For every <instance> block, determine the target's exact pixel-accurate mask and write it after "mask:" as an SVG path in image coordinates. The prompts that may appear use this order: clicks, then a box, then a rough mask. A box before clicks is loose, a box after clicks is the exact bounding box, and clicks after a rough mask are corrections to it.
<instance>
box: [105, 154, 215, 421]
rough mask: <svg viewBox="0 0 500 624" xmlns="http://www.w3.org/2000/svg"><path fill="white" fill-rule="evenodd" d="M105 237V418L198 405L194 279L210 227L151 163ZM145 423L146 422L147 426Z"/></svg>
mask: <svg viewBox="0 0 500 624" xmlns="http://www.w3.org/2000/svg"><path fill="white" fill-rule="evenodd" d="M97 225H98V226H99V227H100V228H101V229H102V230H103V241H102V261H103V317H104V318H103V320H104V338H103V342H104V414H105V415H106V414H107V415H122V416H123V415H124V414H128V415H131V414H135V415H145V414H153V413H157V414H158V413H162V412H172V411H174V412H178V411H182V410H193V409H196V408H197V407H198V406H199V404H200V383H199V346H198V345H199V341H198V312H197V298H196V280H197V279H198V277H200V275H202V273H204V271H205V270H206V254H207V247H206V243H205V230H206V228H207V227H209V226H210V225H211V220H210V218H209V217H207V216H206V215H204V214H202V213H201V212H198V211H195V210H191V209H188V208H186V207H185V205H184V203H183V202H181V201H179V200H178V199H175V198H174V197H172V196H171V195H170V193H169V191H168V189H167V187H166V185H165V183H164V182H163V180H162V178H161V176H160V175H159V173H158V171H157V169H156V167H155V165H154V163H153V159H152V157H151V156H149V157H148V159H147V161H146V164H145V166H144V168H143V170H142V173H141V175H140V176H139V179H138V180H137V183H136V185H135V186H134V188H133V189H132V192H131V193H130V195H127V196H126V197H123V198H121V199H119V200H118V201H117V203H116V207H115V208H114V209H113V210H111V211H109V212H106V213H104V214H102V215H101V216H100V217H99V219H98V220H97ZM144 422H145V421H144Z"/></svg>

━━━━━━━━

● **ABOUT THIS TASK**
Find the line that contains "box: [105, 154, 215, 421]" in the listing above. Retype it and every line after it up to the last, exactly, and nothing else.

● **SOLUTION**
box: [105, 154, 215, 421]
rough mask: <svg viewBox="0 0 500 624" xmlns="http://www.w3.org/2000/svg"><path fill="white" fill-rule="evenodd" d="M105 237V418L198 405L194 279L210 227L151 163ZM145 423L146 422L147 426Z"/></svg>
mask: <svg viewBox="0 0 500 624" xmlns="http://www.w3.org/2000/svg"><path fill="white" fill-rule="evenodd" d="M97 225H98V226H99V227H100V228H101V229H102V230H103V241H102V261H103V317H104V318H103V320H104V338H103V342H104V414H105V415H106V414H107V415H122V416H123V415H124V414H128V415H131V414H135V415H145V414H153V413H157V414H158V413H162V412H172V411H174V412H178V411H182V410H193V409H196V408H197V407H198V406H199V404H200V383H199V346H198V345H199V341H198V312H197V298H196V280H197V279H198V277H200V275H202V273H204V271H205V270H206V254H207V247H206V243H205V230H206V228H207V227H209V226H210V225H211V220H210V218H209V217H207V216H206V215H204V214H202V213H201V212H198V211H195V210H191V209H188V208H186V207H185V205H184V203H183V202H181V201H179V200H178V199H175V198H174V197H172V196H171V195H170V193H169V191H168V189H167V187H166V185H165V183H164V182H163V180H162V178H161V176H160V175H159V173H158V171H157V169H156V167H155V165H154V163H153V159H152V157H151V156H149V157H148V159H147V161H146V164H145V166H144V168H143V170H142V173H141V175H140V176H139V179H138V180H137V183H136V185H135V186H134V188H133V189H132V192H131V193H130V195H127V196H126V197H123V198H121V199H119V200H118V201H117V203H116V207H115V208H114V209H113V210H111V211H109V212H106V213H104V214H102V215H101V216H100V217H99V219H98V220H97ZM144 422H145V421H144Z"/></svg>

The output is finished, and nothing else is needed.